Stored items
____________

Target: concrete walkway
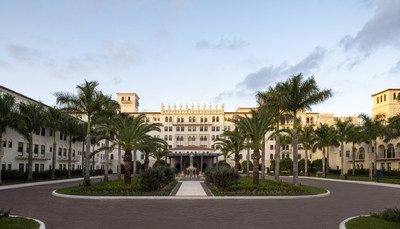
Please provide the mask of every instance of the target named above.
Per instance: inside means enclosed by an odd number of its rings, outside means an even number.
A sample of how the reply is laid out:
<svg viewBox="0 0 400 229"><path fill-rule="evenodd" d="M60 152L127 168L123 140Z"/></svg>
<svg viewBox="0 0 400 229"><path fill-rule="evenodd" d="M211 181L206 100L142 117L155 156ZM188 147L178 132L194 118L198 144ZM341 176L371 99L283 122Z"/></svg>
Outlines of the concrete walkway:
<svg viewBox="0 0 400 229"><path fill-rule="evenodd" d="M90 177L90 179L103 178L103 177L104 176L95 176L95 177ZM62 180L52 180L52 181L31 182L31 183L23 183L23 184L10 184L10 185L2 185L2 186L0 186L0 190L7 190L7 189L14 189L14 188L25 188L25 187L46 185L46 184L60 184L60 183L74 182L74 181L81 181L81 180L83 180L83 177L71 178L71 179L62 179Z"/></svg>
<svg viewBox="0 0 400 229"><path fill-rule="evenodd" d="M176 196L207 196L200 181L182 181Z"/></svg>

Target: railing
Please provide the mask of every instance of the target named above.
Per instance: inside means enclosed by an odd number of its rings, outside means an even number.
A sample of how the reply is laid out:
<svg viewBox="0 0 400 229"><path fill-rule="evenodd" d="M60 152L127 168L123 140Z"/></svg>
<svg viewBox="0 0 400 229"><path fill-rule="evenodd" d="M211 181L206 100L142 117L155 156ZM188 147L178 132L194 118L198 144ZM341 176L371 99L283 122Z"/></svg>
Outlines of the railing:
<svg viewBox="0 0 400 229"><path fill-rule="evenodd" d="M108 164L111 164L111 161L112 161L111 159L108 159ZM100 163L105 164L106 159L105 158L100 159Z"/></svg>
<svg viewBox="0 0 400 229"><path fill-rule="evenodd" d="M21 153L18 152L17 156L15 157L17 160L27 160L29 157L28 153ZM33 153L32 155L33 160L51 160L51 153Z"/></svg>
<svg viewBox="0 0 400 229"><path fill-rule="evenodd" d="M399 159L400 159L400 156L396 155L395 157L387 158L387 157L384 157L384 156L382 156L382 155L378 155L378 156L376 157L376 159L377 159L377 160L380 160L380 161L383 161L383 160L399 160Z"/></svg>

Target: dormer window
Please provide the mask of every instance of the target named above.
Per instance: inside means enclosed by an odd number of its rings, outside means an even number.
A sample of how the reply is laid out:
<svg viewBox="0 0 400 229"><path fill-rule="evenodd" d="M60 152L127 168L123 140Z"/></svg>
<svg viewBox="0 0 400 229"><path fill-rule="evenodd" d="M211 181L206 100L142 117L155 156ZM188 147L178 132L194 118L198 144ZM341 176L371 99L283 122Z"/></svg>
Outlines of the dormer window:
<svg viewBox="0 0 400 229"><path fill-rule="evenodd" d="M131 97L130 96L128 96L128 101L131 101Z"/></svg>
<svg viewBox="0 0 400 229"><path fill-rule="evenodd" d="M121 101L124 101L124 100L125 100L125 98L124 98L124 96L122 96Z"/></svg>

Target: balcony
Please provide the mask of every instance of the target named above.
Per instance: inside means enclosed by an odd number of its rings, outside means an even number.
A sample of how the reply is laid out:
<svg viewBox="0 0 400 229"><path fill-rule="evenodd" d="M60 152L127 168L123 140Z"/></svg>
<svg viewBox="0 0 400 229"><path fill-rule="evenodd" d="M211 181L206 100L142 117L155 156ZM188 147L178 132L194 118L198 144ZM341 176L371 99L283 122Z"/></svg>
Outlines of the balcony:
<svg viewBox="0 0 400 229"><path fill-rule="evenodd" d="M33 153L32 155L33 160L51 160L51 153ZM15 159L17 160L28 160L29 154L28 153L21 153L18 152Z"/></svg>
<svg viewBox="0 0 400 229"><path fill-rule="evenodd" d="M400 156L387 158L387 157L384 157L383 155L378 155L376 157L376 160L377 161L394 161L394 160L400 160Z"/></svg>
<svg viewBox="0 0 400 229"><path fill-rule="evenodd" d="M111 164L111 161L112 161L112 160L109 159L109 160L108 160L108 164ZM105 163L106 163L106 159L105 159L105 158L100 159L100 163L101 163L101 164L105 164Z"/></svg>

____________

◆ TASK PROMPT:
The output is the data above, repeated exactly, with pictures omitted.

◆ RESULT FOR THIS EXERCISE:
Target: concrete walkway
Please provide the mask of every instance of the target named above.
Per instance: inside means enclosed by an odd number of its rings, outside means an even number.
A sample of how the reply is laid out:
<svg viewBox="0 0 400 229"><path fill-rule="evenodd" d="M60 152L127 168L123 140Z"/></svg>
<svg viewBox="0 0 400 229"><path fill-rule="evenodd" d="M211 181L206 100L142 117L155 156ZM188 147L178 132L194 118L198 144ZM341 176L371 99L283 122Z"/></svg>
Outlines of the concrete walkway:
<svg viewBox="0 0 400 229"><path fill-rule="evenodd" d="M90 177L90 179L103 178L103 177L104 176L95 176L95 177ZM62 180L52 180L52 181L31 182L31 183L23 183L23 184L10 184L10 185L2 185L2 186L0 186L0 190L7 190L7 189L14 189L14 188L25 188L25 187L46 185L46 184L60 184L60 183L74 182L74 181L81 181L81 180L83 180L83 177L71 178L71 179L62 179Z"/></svg>
<svg viewBox="0 0 400 229"><path fill-rule="evenodd" d="M176 196L207 196L200 181L182 181Z"/></svg>

Target: railing
Please provide the mask of every instance of the target named above.
Per instance: inside means enclosed by an odd number of its rings, outside means an even number.
A sample of how the reply is laid out:
<svg viewBox="0 0 400 229"><path fill-rule="evenodd" d="M60 152L127 168L123 140Z"/></svg>
<svg viewBox="0 0 400 229"><path fill-rule="evenodd" d="M211 181L206 100L142 117L155 156ZM188 147L178 132L194 118L198 144ZM341 176L371 99L283 122Z"/></svg>
Outlines of the railing:
<svg viewBox="0 0 400 229"><path fill-rule="evenodd" d="M108 164L111 164L111 161L112 161L111 159L108 159ZM100 163L105 164L106 159L105 158L100 159Z"/></svg>
<svg viewBox="0 0 400 229"><path fill-rule="evenodd" d="M21 153L18 152L17 156L15 157L17 160L27 160L29 157L28 153ZM33 153L32 155L33 160L51 160L51 153Z"/></svg>
<svg viewBox="0 0 400 229"><path fill-rule="evenodd" d="M399 159L400 159L400 156L396 155L395 157L387 158L387 157L384 157L384 156L382 156L382 155L378 155L378 156L376 157L376 159L377 159L377 160L380 160L380 161L383 161L383 160L399 160Z"/></svg>

Target: dormer window
Please provide the mask of every instance of the target named above.
Per instance: inside means enclosed by an odd number of its rings, outside means an even number.
A sample of how the reply is laid out:
<svg viewBox="0 0 400 229"><path fill-rule="evenodd" d="M60 152L127 168L123 140Z"/></svg>
<svg viewBox="0 0 400 229"><path fill-rule="evenodd" d="M211 181L206 100L142 117L155 156ZM188 147L178 132L194 118L198 144ZM341 176L371 99L283 122Z"/></svg>
Outlines of the dormer window:
<svg viewBox="0 0 400 229"><path fill-rule="evenodd" d="M131 97L130 96L128 96L128 101L131 101Z"/></svg>
<svg viewBox="0 0 400 229"><path fill-rule="evenodd" d="M121 101L124 101L124 100L125 100L125 98L124 98L124 96L122 96Z"/></svg>

Target: balcony
Please provide the mask of every instance of the target named above.
Per instance: inside means enclosed by an odd number of its rings, outside means an even number.
A sample of how the reply is laid out:
<svg viewBox="0 0 400 229"><path fill-rule="evenodd" d="M60 152L127 168L123 140Z"/></svg>
<svg viewBox="0 0 400 229"><path fill-rule="evenodd" d="M211 181L206 100L142 117L155 156ZM188 147L178 132L194 118L198 144ZM341 176L371 99L283 122Z"/></svg>
Outlines of the balcony:
<svg viewBox="0 0 400 229"><path fill-rule="evenodd" d="M33 153L32 155L33 160L51 160L51 153ZM15 159L17 160L28 160L29 154L28 153L21 153L18 152Z"/></svg>
<svg viewBox="0 0 400 229"><path fill-rule="evenodd" d="M400 156L387 158L387 157L384 157L383 155L378 155L376 157L376 160L377 161L394 161L394 160L400 160Z"/></svg>
<svg viewBox="0 0 400 229"><path fill-rule="evenodd" d="M111 164L111 161L112 161L112 160L109 159L109 160L108 160L108 164ZM105 163L106 163L106 159L105 159L105 158L100 159L100 163L101 163L101 164L105 164Z"/></svg>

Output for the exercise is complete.